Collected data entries
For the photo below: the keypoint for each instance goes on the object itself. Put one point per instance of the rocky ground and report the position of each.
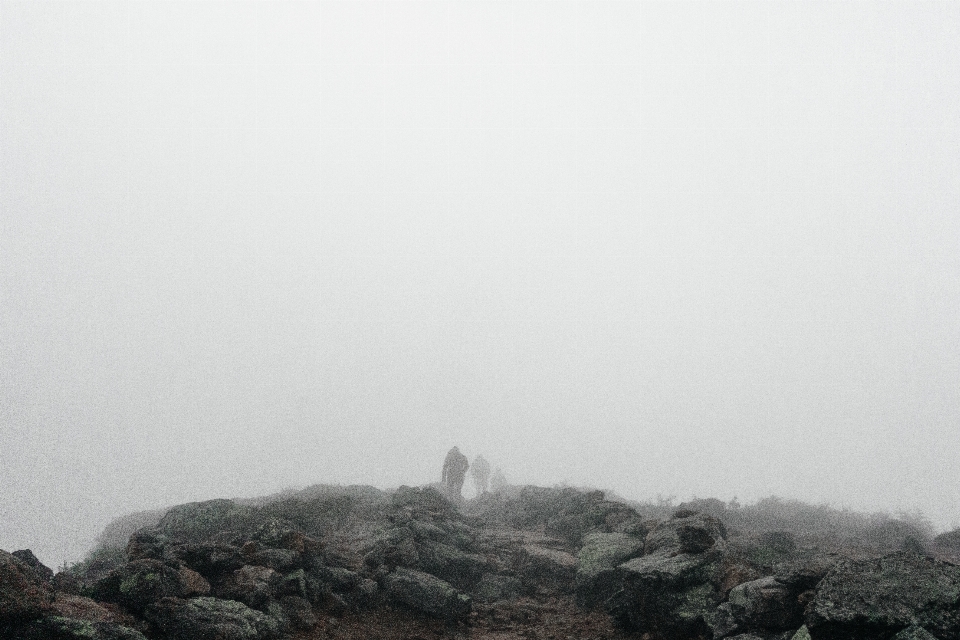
(531, 562)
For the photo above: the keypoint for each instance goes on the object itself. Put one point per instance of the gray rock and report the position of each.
(210, 559)
(693, 533)
(876, 598)
(597, 578)
(493, 588)
(299, 612)
(914, 633)
(24, 596)
(211, 618)
(61, 628)
(766, 604)
(197, 521)
(669, 595)
(550, 569)
(26, 556)
(251, 585)
(138, 583)
(428, 594)
(449, 563)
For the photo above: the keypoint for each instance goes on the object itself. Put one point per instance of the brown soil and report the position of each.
(552, 618)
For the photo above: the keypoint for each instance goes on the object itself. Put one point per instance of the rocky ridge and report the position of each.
(531, 562)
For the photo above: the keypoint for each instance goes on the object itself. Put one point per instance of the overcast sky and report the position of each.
(662, 248)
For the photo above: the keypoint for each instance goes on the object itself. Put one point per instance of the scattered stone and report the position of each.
(881, 596)
(26, 556)
(24, 596)
(428, 594)
(597, 578)
(211, 618)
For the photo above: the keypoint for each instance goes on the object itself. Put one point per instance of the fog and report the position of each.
(665, 249)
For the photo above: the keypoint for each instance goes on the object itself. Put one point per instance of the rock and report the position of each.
(428, 594)
(550, 569)
(690, 533)
(281, 560)
(914, 633)
(211, 560)
(876, 598)
(766, 604)
(26, 556)
(193, 583)
(338, 579)
(293, 584)
(299, 612)
(67, 582)
(802, 634)
(211, 618)
(596, 578)
(760, 635)
(61, 628)
(83, 608)
(138, 583)
(148, 545)
(445, 561)
(251, 585)
(24, 596)
(198, 521)
(665, 594)
(493, 588)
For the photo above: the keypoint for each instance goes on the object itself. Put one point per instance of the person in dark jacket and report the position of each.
(454, 471)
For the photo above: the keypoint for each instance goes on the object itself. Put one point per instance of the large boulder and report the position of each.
(686, 533)
(61, 628)
(24, 595)
(766, 604)
(445, 561)
(879, 597)
(42, 571)
(597, 578)
(428, 594)
(211, 618)
(211, 559)
(198, 521)
(542, 568)
(138, 583)
(251, 585)
(666, 594)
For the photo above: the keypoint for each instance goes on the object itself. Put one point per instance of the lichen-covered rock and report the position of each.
(544, 568)
(198, 618)
(428, 594)
(138, 583)
(61, 628)
(24, 596)
(879, 597)
(914, 632)
(251, 585)
(298, 611)
(445, 561)
(493, 588)
(198, 521)
(597, 578)
(26, 556)
(666, 594)
(765, 604)
(210, 559)
(686, 533)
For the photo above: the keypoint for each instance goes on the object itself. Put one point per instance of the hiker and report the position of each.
(480, 473)
(499, 481)
(454, 471)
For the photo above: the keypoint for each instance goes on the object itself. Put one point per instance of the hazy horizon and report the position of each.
(660, 248)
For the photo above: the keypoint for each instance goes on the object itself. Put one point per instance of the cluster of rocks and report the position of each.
(685, 579)
(232, 571)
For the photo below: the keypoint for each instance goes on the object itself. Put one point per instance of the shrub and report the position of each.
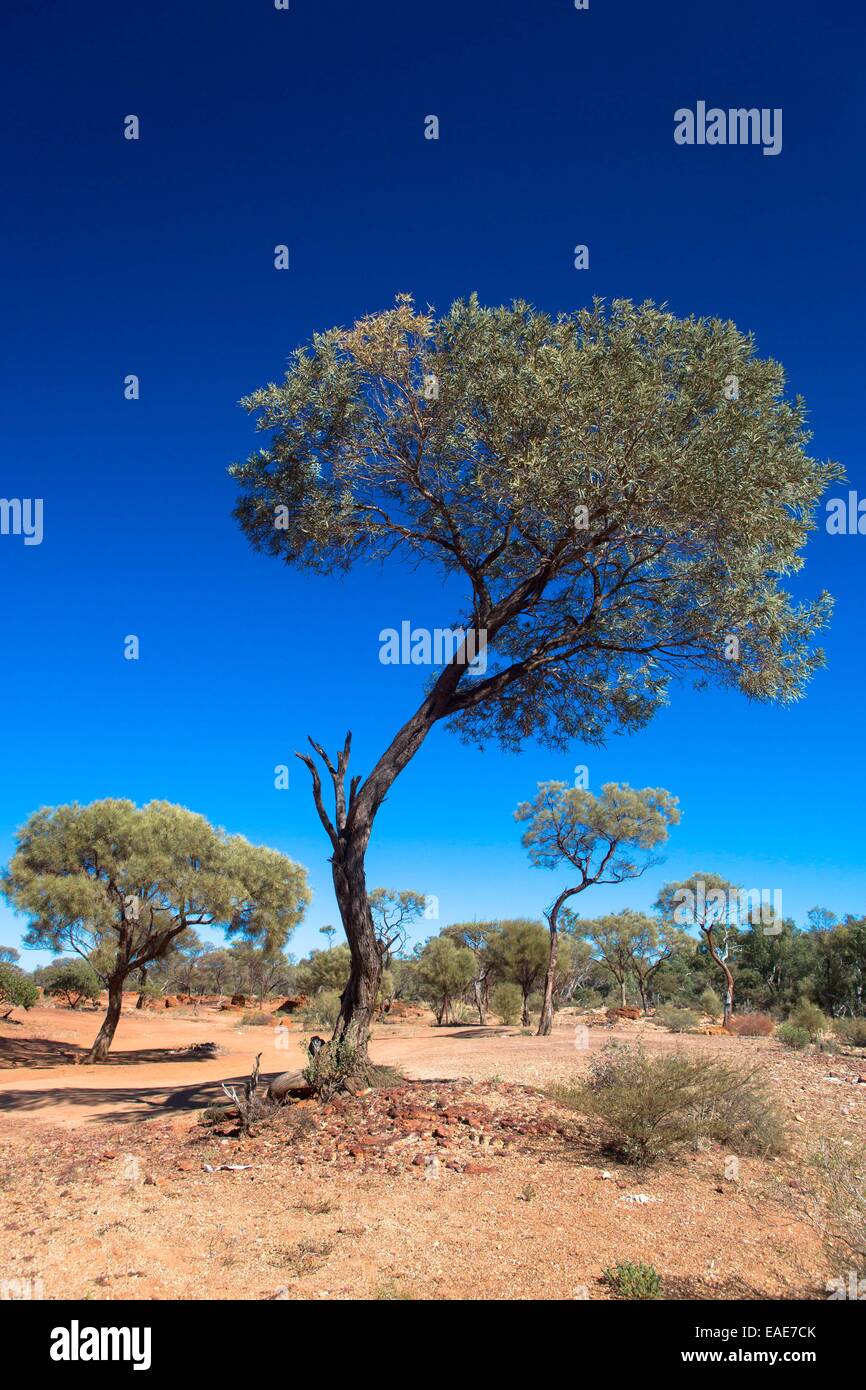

Required work — For this exercise, output the records exactly but omit their pictures.

Task solution —
For the photo below: the keypoint for each instance goes on the object itself. Put one point per instance of the rocky ground and report the position of each.
(531, 562)
For the photo above: the keypoint for each instance goes on the object itself. Put one point per instance of the gray rock and report the position of each.
(210, 559)
(693, 533)
(876, 598)
(597, 578)
(493, 588)
(299, 612)
(914, 633)
(24, 596)
(211, 618)
(61, 628)
(766, 604)
(197, 521)
(669, 595)
(550, 569)
(26, 556)
(251, 585)
(138, 583)
(428, 594)
(449, 563)
For the photo above: the keypoint for each instance goes on the object itself. Put one point per instance of the brown soil and report the position of each.
(552, 618)
For the photo above: the keypoint for each instance goes on the object itself. Put one point per instance of the rocky ridge and report the position of each.
(531, 562)
For the photo above: the keypoint for each instance goes on the object itself. Put one point per instance of the overcast sky and report the position of each.
(662, 248)
For the photo above: the keypoint for each instance goes on the object itself. Put one point per instance of the scattered stone and report the position of each.
(881, 596)
(26, 556)
(24, 596)
(428, 594)
(597, 578)
(211, 618)
For the photo above: the keypoint for each instance goes on the object itself. Put one point per instance of the fog and report the position of each.
(665, 249)
For the photo above: the keypoint for each instance goes on the object itself. Put one point per instance of the rock and report the position of each.
(428, 594)
(550, 569)
(690, 533)
(281, 560)
(914, 633)
(211, 560)
(876, 598)
(766, 604)
(26, 556)
(193, 583)
(338, 579)
(293, 584)
(299, 612)
(67, 582)
(802, 634)
(211, 618)
(596, 578)
(760, 635)
(61, 628)
(83, 608)
(138, 583)
(148, 545)
(445, 561)
(251, 585)
(24, 596)
(198, 521)
(665, 594)
(493, 588)
For the photo above: the keypoint for each instance goes on the object itself. Put one point per instance of the person in dark jacket and report the position of each.
(454, 471)
For the photo above: the keypoint for each instance goes on the object itself. Put one point per instance of the large boulder and report the position of each.
(686, 533)
(61, 628)
(24, 595)
(766, 604)
(445, 561)
(879, 597)
(42, 571)
(597, 578)
(428, 594)
(211, 618)
(211, 559)
(198, 521)
(542, 568)
(138, 583)
(251, 585)
(666, 594)
For the photo above: the keypoint for each instance goes on the object itself. Put one point per instance of the lichen-covered rock and report the position of each.
(544, 568)
(198, 618)
(428, 594)
(138, 583)
(61, 628)
(24, 596)
(879, 597)
(914, 632)
(251, 585)
(298, 611)
(445, 561)
(493, 588)
(198, 521)
(597, 578)
(26, 556)
(666, 594)
(765, 604)
(210, 559)
(686, 533)
For the photo above: the keypoint for each instance goes on the object itself. Put one point per instance of the hiker and report the position of each.
(480, 473)
(499, 481)
(454, 471)
For the photo above: the keypoint for each instance goes on the object itself. Put one point per instance of the hazy horizon and report the position of each.
(660, 248)
For the photo above: the keypoint for each instance goes on the object itself. Put one point per instance of the cluster of rocks and report the position of each.
(685, 579)
(232, 571)
For the photo below: the keypoint for each instance goes on the object itself. Put one point per instance of the shrub and report the position of each.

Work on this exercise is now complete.